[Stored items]
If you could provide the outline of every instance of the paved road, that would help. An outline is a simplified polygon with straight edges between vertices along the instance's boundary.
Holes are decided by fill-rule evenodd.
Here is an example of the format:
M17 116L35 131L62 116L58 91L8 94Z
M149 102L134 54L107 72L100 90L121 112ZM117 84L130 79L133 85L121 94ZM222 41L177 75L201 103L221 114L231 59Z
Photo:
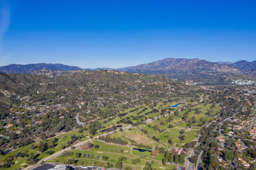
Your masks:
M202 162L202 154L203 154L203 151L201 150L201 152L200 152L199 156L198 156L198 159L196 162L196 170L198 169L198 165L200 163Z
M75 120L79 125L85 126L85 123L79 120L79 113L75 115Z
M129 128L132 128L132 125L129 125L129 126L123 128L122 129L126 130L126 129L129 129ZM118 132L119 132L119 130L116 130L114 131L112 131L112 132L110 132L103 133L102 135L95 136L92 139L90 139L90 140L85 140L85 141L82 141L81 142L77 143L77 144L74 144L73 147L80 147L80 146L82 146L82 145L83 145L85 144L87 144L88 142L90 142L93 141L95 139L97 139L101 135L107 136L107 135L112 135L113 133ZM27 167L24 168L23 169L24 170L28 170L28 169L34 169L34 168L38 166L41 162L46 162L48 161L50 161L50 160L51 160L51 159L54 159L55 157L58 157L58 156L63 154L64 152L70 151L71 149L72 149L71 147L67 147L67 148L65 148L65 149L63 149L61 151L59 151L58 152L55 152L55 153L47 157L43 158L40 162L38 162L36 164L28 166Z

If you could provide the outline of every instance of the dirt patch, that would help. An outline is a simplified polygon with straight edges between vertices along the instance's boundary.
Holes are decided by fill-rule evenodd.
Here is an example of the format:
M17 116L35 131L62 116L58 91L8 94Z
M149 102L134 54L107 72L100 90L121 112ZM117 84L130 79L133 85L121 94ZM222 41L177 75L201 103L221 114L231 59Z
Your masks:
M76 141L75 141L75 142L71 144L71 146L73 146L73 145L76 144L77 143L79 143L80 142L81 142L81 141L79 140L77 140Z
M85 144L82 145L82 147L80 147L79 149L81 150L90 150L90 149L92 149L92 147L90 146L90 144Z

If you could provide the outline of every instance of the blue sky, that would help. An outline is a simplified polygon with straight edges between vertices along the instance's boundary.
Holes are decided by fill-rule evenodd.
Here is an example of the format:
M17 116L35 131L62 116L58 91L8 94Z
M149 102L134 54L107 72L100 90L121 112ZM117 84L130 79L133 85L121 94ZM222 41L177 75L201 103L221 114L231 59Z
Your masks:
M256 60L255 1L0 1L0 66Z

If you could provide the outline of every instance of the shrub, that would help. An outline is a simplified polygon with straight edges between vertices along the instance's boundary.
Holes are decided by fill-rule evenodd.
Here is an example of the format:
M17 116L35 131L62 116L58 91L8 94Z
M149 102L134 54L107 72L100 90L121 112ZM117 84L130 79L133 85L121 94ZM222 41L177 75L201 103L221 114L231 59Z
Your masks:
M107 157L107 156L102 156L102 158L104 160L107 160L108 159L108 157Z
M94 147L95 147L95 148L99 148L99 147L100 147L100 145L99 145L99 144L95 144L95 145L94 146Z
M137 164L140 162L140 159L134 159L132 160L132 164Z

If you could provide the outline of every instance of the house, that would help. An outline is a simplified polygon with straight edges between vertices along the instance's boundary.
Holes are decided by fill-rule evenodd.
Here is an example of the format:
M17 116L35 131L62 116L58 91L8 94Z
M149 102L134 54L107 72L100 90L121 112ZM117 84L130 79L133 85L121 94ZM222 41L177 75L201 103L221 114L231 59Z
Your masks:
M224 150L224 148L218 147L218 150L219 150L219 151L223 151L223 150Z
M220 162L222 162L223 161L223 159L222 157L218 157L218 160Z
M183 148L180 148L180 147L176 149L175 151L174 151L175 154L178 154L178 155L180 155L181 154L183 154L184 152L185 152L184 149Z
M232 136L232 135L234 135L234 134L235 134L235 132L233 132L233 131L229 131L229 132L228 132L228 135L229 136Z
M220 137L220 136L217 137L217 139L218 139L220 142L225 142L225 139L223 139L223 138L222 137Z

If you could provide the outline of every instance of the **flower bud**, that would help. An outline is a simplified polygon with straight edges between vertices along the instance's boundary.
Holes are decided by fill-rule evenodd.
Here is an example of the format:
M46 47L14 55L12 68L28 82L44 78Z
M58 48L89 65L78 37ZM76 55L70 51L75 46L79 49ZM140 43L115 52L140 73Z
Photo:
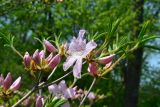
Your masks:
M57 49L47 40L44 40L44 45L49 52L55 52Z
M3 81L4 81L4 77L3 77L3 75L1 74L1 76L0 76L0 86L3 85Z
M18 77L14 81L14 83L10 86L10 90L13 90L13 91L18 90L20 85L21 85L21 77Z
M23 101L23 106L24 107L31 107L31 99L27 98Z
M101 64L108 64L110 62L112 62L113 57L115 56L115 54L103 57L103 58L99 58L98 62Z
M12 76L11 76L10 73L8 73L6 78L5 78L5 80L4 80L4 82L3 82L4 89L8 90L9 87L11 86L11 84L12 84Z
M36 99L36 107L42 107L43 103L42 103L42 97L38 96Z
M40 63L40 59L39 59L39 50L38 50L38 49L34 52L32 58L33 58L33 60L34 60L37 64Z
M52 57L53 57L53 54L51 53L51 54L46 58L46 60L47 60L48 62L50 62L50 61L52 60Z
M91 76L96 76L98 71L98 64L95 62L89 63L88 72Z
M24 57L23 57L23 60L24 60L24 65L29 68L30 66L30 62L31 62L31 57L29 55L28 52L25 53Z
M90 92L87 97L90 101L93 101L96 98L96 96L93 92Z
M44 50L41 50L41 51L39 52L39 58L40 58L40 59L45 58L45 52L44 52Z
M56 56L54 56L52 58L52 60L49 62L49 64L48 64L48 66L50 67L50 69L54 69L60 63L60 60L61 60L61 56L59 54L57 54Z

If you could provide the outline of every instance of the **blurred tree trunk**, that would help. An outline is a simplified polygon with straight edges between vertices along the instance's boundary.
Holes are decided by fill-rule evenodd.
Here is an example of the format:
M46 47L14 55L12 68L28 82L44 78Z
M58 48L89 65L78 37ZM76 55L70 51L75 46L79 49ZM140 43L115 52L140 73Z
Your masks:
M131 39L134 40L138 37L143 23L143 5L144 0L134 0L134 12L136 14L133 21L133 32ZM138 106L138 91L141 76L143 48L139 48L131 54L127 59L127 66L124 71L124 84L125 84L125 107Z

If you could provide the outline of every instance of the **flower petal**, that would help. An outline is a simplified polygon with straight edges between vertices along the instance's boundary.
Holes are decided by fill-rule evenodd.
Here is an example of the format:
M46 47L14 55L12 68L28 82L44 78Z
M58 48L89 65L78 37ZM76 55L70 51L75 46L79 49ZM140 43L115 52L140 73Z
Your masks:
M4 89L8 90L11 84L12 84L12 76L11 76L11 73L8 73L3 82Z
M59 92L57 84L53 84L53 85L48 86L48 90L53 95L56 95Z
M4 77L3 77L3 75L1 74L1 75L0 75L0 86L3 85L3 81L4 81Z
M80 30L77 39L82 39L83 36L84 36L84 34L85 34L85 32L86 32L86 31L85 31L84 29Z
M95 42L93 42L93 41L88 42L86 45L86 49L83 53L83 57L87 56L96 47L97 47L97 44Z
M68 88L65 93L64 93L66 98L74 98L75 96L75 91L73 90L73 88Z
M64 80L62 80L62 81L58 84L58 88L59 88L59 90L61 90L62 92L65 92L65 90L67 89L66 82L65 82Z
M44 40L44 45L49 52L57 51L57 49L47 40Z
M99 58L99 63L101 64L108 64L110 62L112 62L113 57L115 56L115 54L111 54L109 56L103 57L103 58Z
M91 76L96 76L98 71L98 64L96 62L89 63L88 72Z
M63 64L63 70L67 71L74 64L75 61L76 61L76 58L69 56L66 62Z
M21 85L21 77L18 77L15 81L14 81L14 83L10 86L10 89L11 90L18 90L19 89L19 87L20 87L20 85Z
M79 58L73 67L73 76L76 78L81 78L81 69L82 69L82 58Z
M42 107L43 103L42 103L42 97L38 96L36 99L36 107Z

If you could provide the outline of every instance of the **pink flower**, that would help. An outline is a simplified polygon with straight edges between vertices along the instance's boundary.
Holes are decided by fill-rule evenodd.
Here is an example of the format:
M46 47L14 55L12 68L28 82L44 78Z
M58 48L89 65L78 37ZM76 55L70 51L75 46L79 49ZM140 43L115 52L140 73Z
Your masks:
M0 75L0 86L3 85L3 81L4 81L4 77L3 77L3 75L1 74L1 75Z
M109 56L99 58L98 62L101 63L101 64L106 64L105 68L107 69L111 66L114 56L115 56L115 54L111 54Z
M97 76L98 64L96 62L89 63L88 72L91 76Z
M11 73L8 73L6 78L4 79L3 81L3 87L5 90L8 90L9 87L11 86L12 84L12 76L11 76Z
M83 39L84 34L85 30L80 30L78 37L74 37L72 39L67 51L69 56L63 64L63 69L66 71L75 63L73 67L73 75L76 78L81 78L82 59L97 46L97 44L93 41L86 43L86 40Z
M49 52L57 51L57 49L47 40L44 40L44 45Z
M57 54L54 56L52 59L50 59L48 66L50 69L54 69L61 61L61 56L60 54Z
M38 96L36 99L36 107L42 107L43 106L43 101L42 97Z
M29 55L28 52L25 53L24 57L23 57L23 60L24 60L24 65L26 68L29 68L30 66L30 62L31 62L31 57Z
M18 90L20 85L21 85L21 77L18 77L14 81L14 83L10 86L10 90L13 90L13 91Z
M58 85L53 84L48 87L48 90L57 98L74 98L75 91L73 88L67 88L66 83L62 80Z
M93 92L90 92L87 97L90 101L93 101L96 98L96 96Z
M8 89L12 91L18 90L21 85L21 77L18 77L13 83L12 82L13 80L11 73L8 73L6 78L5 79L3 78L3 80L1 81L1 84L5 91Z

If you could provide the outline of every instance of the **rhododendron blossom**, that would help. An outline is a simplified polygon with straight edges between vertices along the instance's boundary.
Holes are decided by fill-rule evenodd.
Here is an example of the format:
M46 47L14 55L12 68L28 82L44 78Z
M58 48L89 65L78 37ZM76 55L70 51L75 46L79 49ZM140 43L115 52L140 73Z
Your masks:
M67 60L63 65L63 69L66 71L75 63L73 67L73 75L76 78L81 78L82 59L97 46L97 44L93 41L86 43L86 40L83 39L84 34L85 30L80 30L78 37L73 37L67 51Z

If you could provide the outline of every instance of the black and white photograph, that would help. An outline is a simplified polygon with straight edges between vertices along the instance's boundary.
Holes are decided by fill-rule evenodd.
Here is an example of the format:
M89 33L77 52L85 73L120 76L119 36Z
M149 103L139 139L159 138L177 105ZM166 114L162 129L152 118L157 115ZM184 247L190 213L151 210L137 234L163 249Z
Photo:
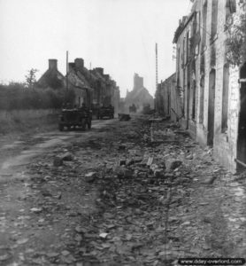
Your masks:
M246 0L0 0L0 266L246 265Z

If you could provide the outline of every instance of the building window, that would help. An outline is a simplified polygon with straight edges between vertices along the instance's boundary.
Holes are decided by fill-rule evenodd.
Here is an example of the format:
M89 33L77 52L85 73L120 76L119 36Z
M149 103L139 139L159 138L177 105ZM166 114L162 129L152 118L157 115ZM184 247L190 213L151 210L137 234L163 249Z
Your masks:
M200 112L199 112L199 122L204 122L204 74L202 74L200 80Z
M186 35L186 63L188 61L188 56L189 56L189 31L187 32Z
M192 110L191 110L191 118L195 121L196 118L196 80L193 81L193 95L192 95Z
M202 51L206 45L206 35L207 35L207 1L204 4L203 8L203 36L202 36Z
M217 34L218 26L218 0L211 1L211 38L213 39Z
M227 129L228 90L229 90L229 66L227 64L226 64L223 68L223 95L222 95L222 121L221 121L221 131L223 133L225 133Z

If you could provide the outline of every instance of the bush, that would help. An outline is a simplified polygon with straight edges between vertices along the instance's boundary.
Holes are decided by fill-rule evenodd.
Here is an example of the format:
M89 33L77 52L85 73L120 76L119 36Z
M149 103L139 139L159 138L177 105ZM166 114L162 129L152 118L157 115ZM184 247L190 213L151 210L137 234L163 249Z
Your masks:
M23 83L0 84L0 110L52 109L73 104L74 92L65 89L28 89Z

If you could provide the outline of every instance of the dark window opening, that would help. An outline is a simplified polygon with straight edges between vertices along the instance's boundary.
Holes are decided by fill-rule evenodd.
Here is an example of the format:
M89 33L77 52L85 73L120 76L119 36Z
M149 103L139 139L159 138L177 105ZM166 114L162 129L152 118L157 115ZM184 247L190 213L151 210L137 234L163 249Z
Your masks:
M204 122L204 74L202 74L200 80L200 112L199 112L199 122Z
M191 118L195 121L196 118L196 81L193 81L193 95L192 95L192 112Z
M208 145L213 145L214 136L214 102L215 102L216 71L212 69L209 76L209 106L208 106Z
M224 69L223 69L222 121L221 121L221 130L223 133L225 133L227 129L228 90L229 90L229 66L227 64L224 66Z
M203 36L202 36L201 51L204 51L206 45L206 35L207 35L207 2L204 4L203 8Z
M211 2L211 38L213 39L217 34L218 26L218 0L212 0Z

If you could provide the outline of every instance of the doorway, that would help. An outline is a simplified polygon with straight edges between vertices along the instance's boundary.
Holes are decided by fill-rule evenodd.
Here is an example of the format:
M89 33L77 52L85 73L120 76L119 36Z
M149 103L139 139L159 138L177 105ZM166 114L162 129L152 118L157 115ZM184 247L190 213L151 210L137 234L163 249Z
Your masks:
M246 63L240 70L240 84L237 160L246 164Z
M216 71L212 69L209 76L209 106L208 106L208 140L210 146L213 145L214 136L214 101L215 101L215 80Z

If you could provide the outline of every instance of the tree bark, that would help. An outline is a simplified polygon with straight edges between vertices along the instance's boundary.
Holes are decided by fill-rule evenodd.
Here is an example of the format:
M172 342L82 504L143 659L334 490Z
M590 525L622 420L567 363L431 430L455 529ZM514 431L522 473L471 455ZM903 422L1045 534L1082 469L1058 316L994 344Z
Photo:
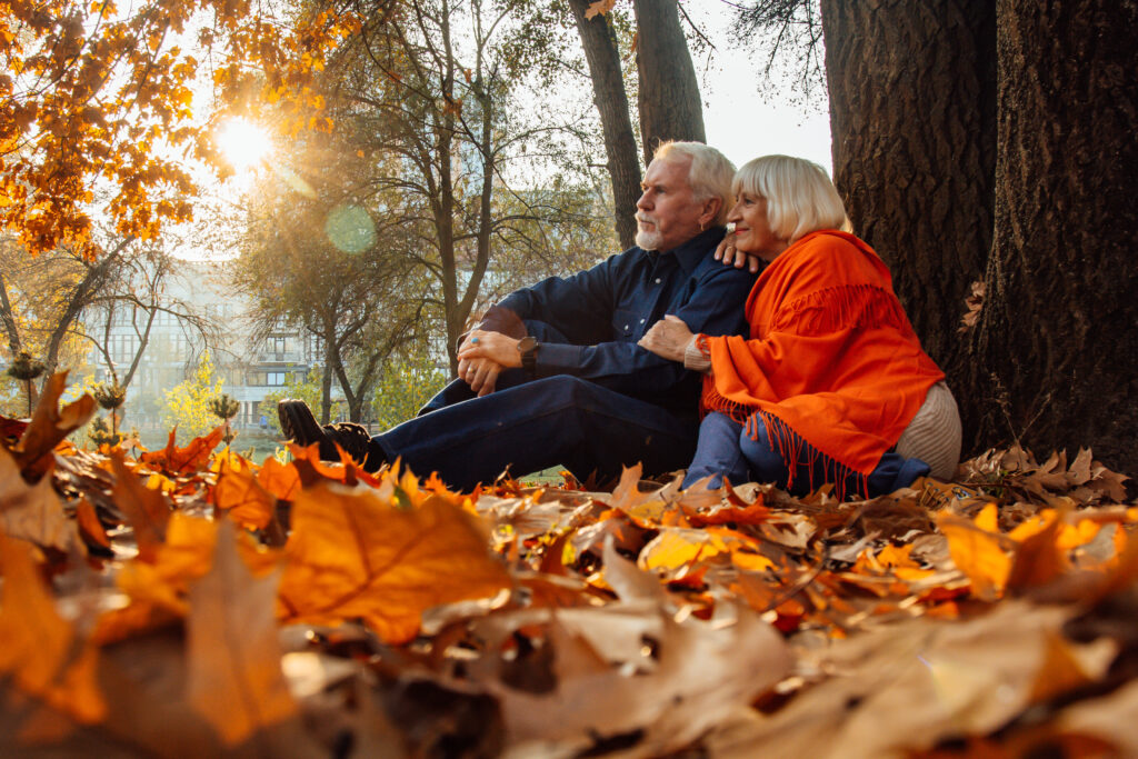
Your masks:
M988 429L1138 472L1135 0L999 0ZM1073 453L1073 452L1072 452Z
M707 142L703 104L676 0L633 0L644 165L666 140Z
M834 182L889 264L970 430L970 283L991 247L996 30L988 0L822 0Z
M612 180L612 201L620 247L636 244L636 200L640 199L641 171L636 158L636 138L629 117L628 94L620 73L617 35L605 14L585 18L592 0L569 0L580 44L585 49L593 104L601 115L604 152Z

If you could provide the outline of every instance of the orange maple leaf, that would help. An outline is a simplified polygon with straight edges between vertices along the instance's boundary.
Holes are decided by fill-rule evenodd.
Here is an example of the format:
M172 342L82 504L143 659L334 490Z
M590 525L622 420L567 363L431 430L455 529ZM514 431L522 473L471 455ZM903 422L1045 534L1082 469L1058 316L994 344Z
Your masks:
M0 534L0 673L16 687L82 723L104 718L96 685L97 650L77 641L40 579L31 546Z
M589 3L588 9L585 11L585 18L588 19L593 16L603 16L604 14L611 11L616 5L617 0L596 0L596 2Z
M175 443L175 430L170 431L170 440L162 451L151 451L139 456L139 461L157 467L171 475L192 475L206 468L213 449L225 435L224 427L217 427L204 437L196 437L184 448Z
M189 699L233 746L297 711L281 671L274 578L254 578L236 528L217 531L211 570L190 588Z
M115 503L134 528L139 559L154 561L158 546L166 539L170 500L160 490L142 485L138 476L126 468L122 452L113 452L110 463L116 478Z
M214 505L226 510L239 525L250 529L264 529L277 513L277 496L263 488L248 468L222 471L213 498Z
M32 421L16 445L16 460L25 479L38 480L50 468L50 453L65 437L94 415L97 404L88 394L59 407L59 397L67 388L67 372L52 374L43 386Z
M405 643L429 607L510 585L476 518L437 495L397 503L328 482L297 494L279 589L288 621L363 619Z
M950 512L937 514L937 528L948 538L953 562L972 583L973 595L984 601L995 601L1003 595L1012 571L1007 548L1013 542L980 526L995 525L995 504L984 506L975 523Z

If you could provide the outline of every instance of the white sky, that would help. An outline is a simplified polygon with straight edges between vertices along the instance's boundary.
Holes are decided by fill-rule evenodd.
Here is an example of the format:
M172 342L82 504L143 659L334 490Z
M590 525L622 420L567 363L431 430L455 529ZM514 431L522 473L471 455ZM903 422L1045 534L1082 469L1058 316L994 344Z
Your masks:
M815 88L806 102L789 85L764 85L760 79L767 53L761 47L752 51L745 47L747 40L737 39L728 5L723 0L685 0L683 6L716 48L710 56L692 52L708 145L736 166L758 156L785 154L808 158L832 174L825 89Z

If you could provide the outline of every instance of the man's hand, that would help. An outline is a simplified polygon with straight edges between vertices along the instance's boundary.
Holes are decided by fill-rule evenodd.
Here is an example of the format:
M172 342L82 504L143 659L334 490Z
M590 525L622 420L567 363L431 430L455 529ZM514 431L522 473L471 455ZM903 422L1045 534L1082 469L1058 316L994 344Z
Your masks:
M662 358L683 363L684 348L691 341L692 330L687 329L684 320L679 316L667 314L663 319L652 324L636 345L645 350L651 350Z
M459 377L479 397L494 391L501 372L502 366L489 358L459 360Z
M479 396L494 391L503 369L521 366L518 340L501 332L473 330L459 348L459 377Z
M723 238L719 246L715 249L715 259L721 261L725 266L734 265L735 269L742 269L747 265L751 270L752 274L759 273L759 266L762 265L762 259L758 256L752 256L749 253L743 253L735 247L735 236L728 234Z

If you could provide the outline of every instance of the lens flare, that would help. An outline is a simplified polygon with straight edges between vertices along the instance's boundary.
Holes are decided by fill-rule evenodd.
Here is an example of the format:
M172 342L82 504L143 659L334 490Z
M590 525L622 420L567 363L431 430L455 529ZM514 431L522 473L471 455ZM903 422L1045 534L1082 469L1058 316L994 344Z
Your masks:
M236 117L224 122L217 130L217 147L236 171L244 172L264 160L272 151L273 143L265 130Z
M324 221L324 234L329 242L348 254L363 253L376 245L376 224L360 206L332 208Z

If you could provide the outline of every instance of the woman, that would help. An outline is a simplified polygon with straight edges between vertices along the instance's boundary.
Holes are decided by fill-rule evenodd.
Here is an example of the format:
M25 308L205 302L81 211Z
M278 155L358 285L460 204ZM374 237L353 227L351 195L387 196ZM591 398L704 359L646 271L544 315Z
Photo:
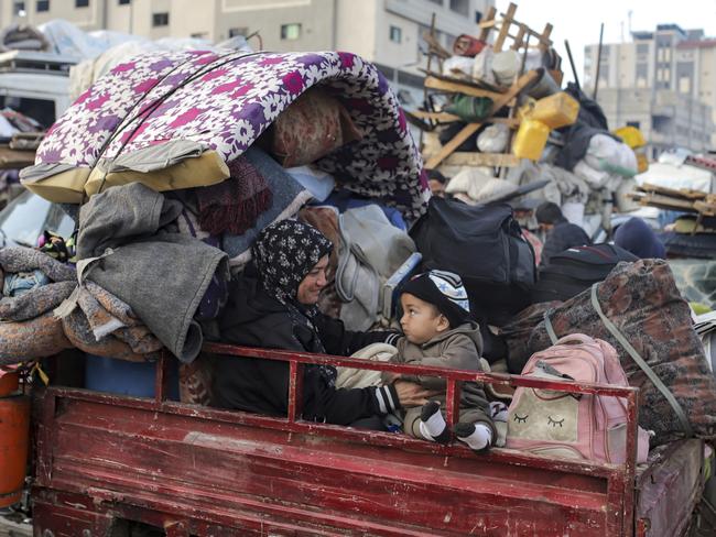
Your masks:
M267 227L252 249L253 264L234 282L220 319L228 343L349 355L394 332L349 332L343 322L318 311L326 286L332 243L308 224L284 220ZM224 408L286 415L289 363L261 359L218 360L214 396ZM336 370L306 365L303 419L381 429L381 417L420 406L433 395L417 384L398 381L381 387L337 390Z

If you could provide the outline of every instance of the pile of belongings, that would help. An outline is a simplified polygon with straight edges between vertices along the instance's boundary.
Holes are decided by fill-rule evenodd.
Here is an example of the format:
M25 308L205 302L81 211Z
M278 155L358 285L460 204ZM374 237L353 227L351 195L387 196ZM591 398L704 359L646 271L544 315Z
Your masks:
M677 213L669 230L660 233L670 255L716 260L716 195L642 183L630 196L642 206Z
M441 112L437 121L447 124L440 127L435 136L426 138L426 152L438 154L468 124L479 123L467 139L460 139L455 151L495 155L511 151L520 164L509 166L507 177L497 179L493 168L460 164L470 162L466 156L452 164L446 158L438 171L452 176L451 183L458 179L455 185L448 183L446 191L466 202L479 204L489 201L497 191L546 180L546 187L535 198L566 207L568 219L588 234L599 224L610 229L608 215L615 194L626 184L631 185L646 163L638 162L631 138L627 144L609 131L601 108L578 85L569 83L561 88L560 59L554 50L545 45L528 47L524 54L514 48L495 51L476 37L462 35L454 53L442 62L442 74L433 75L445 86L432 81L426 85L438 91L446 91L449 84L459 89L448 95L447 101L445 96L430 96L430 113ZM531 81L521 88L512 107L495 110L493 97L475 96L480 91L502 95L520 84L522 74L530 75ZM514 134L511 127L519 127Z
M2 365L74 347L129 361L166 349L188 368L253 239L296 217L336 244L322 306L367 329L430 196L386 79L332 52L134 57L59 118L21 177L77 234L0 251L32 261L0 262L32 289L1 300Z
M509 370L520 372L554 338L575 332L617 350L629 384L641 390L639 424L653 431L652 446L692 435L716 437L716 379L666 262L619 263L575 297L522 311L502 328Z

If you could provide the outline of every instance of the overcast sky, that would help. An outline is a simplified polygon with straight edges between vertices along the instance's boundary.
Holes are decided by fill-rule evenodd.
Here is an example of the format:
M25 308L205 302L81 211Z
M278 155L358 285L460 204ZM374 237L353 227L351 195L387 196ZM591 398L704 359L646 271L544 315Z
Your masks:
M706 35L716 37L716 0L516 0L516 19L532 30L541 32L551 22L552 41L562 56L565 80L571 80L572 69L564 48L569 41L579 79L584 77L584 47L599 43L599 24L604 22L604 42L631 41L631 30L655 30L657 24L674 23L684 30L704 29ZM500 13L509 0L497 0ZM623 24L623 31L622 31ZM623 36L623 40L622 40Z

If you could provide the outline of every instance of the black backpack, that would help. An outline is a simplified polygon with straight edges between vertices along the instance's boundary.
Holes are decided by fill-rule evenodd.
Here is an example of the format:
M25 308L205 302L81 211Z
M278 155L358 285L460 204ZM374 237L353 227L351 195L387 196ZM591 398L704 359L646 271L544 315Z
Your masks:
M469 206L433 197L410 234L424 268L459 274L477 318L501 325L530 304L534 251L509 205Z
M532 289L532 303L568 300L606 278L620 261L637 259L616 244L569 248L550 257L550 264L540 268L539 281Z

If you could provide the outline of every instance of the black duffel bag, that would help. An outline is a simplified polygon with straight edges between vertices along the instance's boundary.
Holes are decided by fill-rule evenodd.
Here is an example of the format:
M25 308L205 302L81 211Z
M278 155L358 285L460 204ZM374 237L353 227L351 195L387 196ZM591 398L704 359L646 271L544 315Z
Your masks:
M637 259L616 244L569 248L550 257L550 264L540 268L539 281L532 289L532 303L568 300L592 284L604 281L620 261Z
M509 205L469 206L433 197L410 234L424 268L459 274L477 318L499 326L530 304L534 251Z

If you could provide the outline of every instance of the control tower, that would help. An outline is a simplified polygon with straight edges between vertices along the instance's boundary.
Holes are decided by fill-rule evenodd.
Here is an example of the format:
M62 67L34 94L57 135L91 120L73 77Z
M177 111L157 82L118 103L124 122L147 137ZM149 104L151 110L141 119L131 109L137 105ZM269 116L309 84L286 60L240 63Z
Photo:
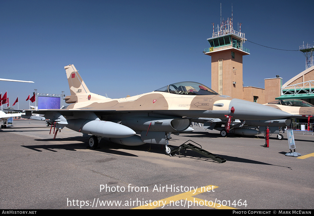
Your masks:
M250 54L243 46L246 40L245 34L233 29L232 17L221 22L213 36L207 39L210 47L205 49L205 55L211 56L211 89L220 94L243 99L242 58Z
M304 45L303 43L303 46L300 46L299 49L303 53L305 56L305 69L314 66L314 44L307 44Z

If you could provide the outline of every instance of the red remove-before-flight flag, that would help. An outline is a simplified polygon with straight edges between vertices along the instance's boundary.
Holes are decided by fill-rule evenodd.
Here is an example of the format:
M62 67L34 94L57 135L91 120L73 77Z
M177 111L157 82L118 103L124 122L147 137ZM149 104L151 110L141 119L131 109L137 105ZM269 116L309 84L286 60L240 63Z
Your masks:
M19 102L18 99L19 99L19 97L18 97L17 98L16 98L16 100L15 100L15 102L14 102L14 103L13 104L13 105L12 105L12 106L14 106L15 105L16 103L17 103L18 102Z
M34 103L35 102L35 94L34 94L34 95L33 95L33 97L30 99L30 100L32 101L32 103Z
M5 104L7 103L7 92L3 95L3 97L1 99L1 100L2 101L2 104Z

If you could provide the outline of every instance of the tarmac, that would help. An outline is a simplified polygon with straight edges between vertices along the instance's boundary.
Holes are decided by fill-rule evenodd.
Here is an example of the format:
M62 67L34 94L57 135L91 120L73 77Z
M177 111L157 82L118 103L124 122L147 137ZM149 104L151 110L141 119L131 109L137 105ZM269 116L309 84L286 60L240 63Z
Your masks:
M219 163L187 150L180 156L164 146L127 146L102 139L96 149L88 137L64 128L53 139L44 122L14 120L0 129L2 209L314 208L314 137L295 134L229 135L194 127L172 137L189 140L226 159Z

**The exercise:**
Starting at the line that contains "of the dark" and stopping after the line that contains "M208 145L213 145L214", rewrite those lines with "dark window opening" changed to "unlit window opening" and everything else kept the same.

**The response:**
If you could provide the outline of every instance of the unlit window opening, that would help. An outline is a simplified polygon with straight edges between vertices along the instance's boundary.
Holes are decided by fill-rule evenodd.
Here is an example of the format:
M89 33L77 52L85 73L120 76L119 36Z
M149 103L139 139L159 138L177 105ZM166 114L162 129L152 118L157 115ZM184 247L190 213L151 210L137 234L163 249Z
Your masks:
M204 122L204 74L202 74L200 80L200 112L199 112L199 122Z
M191 118L195 121L196 118L196 81L193 81L193 95L192 95L192 112Z
M208 145L213 145L214 136L214 102L215 102L216 71L212 69L209 76L209 106L208 106Z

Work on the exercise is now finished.